— Reading text —
India’s economy is currently one of the world’s fastest expanding. Yet this expansion hasn’t translated into a matching rise in the country’s Human Development Index (HDI). The United Nations Development Programme developed the HDI as a composite statistical measure to assess and compare the degree of human development in various parts of the world. It was created in 1990 as a substitute for traditional economic measurements like Gross Domestic Product (GDP), which do not take the more comprehensive facets of human development into account.The HDI measures a nation’s average performance in three areas: knowledge, a high quality of living, and a long and healthy life. India is ranked 132 out of 191 nations in the Human Development Report for 2021–2022, behind Bangladesh (129) and Sri Lanka (73).
It is crucial to address the subnational or State-wise gaps in human development given India’s vastness and big population. India would be able to realise its demographic dividend if this is done. For this reason, I have created a new index that assesses human development on a subnational level for 2019–20 using the approach recommended by the UNDP and the National Statistics Office (NSO).
Four factors are used to determine the HDI: life expectancy at birth, average number of years spent in education, anticipated number of years spent in school, and gross national income (GNI) per capita. Estimates of life expectancy are derived from the Sample Registration System, while data on mean years of education and projected years of education are gathered from the National Family Health Survey 5. Gross state domestic product (GSDP) per capita is used as a stand-in indicator to gauge living standards because estimates for GNI per capita are not available at the subnational level. The Handbook of Statistics on Indian States published by the Reserve Bank of India serves as the source for GSDP (PPP at constant prices 201112).The population prediction published by the office of the Registrar General of India is used to calculate GSDP per capita. The approach entails adopting the maximum and lowest values advised by the UNDP and NSO while computing the geometric mean of the normalised indices for the three aspects of human development. A higher score on the HDI, which ranges from 0 to 1, indicates a better degree of human development.

[Saved entries]

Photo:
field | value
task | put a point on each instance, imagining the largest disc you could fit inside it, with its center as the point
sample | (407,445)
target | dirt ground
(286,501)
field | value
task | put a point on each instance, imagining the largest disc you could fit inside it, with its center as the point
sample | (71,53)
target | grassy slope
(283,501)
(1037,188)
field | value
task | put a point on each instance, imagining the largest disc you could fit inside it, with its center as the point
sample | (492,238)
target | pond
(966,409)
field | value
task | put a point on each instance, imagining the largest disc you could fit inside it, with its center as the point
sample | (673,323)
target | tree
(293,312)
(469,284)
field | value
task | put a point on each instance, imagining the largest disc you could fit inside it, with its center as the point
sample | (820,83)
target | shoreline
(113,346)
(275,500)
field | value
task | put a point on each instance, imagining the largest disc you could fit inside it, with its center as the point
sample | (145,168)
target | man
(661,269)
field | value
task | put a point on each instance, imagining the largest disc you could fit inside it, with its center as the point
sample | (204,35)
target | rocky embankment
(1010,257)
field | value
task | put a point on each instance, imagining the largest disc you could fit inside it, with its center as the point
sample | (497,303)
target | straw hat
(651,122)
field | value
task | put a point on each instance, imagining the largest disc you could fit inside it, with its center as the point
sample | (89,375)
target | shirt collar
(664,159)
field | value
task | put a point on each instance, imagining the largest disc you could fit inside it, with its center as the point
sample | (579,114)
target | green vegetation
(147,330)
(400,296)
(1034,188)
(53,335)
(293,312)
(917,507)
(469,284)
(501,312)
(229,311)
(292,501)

— Check your understanding —
[A] Answer these questions from the text on India's Human Development Index:
(i) In what year was the HDI created?
(ii) For which period does the new index assess human development at the subnational level?
(iii) Where do the life expectancy estimates come from?
[B] Write out the part of the text on India's Human Development Index that begins at the words "It is crucial" and stops after the words "Statistics Office (NSO).".

— List of answers —
[A]
(i) 1990
(ii) 2019–20
(iii) The Sample Registration System

[B]
It is crucial to address the subnational or State-wise gaps in human development given India’s vastness and big population. India would be able to realise its demographic dividend if this is done. For this reason, I have created a new index that assesses human development on a subnational level for 2019–20 using the approach recommended by the UNDP and the National Statistics Office (NSO).